**Exercise goal:** Reproduce the passage in the thread about the reverting monitor resolution verbatim, from "System specs" to "catalyst? faulty monitor?".

**Page text:**
▼▼▼

# Resolution reverts on new monitor



## NameonPrime (Sep 22, 2011)

Well basicly ive been using a small 16" monitor for almost 6 moths @ RESOLUTION  of 1280 x1024 and all was peachy unitl i plugged in my new samsung syncmaster p2450, 24" you see when im in windows i can change the resolution upto 1920x1080 but the problem is whenever i reboot, when at windows login screen it starts at that resolution for only a second then automaticly reverts to 1280x1024 , im using the latest possible drivers of the monitor(installed after the problem started),
got latest catalyst 11.8 and all win7 updates installed but this problem sticks

System specs
sapphire Amd radeon hd 6950 2gb
win7 64bit
asus crosshair iv formula motherboard
amd phenom ii x4 970 be 3.5ghz processor

what could be the problem? drivers?, windows? catalyst? faulty monitor?

Any help would be appreciated


----------



## Mr McC (Sep 22, 2011)

Have you tried changing desktop properties in CCC?


----------



## NameonPrime (Sep 22, 2011)

its all in factory defaults and besides its just the matter of resolution, i log in, apply 1920x1080,
reboot, windows loading screen and the 1st second of windows login screen are in 1920x1080, then screen blacks out for a second and comes back with 1280x1024, what could it be , is it remembering my old resolution?, could driver reinstall(windows reinstall) fix it, to me it looks like a process that starts takes over at login screen, could it be a faulty monitor, i dont think its somethin to be done in ccc


----------



## Mr McC (Sep 22, 2011)

What is the resolution set to within Catalyst in Desktop Management > Desktop Properties?


----------



## qubit (Sep 22, 2011)

This is the weirdest video bug I've heard of in a long time.

▲▲▲

**Data shown:**
▼▼▼

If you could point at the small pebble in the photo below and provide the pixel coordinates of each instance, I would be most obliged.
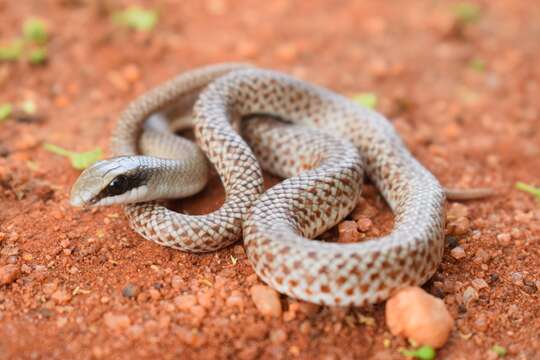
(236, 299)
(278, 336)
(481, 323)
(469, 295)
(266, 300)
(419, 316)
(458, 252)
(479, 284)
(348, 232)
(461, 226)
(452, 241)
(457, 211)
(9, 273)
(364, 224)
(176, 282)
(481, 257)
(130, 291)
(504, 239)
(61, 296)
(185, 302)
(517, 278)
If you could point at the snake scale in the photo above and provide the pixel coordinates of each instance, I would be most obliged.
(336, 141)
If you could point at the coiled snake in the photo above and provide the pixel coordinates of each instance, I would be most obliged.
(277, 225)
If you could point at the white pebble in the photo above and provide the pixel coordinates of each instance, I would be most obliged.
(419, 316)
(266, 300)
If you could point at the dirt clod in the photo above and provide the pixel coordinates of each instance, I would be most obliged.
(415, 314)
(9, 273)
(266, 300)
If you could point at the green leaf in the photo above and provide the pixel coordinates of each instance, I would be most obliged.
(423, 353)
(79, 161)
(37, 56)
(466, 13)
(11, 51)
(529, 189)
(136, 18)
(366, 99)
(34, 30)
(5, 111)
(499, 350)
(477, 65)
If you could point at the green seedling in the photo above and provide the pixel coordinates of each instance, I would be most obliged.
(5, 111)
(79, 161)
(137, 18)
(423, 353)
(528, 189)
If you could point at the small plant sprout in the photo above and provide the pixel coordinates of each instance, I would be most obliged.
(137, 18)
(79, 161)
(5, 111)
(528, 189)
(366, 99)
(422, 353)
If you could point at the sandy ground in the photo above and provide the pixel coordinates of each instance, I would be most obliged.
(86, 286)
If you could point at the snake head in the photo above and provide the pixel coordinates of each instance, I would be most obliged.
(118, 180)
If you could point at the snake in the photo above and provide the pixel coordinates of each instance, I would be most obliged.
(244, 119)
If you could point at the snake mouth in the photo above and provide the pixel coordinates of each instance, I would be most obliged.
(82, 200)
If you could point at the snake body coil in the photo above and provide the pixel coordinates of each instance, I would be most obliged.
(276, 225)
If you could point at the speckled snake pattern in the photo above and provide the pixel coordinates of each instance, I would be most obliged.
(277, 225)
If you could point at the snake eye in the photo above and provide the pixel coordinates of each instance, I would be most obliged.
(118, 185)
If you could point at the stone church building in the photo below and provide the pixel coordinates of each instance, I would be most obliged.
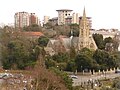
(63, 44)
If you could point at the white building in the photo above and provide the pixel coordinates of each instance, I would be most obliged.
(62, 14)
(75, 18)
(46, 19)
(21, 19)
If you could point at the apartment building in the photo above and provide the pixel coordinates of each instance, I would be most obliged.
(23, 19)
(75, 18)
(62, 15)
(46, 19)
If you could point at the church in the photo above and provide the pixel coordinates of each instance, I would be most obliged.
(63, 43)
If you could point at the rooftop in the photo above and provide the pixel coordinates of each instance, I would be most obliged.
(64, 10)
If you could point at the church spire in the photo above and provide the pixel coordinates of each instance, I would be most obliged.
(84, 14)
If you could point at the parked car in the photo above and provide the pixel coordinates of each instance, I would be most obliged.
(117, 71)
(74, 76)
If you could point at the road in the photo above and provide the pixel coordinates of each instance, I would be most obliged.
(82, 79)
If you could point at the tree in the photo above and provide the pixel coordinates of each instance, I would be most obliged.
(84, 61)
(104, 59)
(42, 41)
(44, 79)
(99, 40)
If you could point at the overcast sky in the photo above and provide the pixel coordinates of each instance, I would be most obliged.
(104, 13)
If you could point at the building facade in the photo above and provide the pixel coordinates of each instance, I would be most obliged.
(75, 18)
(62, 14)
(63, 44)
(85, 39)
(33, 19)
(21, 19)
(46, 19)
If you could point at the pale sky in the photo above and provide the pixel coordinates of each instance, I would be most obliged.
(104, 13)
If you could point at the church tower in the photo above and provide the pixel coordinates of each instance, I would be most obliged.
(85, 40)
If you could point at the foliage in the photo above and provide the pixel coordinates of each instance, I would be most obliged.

▲▲▲

**Full answer:**
System specs
sapphire Amd radeon hd 6950 2gb
win7 64bit
asus crosshair iv formula motherboard
amd phenom ii x4 970 be 3.5ghz processor

what could be the problem? drivers?, windows? catalyst? faulty monitor?